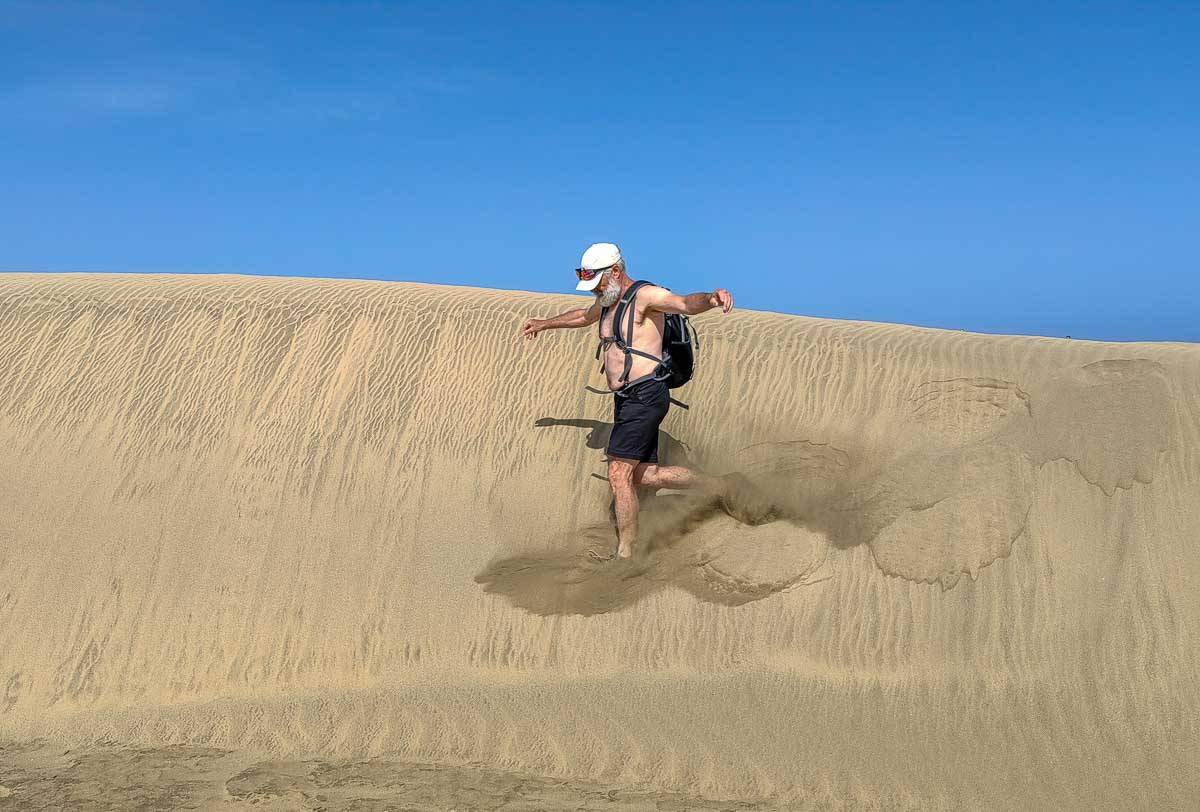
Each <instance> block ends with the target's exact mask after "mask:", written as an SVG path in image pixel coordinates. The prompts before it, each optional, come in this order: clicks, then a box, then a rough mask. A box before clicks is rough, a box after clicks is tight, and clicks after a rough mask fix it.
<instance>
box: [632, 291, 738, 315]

-- -- --

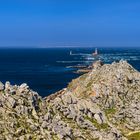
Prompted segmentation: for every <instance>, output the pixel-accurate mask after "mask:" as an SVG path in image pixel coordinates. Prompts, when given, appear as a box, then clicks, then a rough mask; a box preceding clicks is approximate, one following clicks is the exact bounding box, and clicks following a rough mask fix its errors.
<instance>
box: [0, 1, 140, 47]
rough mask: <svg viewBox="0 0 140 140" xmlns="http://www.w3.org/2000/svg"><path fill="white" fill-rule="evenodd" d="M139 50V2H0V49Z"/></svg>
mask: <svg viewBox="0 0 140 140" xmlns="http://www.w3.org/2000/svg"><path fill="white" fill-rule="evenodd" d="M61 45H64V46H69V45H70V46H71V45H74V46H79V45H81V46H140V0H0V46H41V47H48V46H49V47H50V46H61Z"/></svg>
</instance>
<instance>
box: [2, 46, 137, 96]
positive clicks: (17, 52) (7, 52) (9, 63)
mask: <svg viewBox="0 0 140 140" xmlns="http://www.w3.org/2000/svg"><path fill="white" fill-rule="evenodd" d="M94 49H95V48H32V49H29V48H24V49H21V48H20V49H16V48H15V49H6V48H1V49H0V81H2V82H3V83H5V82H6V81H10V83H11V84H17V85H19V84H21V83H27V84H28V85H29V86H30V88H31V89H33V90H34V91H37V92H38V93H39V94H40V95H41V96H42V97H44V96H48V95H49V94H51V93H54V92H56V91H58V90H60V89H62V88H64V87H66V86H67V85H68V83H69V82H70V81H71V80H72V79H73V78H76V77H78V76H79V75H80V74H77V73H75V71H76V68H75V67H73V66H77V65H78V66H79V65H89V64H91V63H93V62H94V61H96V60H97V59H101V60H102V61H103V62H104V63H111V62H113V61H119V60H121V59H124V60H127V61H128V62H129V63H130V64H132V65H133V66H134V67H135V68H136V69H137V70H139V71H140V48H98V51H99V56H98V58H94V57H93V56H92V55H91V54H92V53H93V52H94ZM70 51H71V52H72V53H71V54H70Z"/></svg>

-- -- --

Problem requirements
Change "positive clicks" to "negative clicks" in the lines starting at the line that has "</instance>" and ending after the line that has "positive clicks: (17, 52) (7, 52) (9, 63)". Reproduce only those lines, with nothing else altered.

Your response
</instance>
<instance>
box: [2, 46, 137, 96]
negative clicks: (17, 52) (7, 52) (9, 63)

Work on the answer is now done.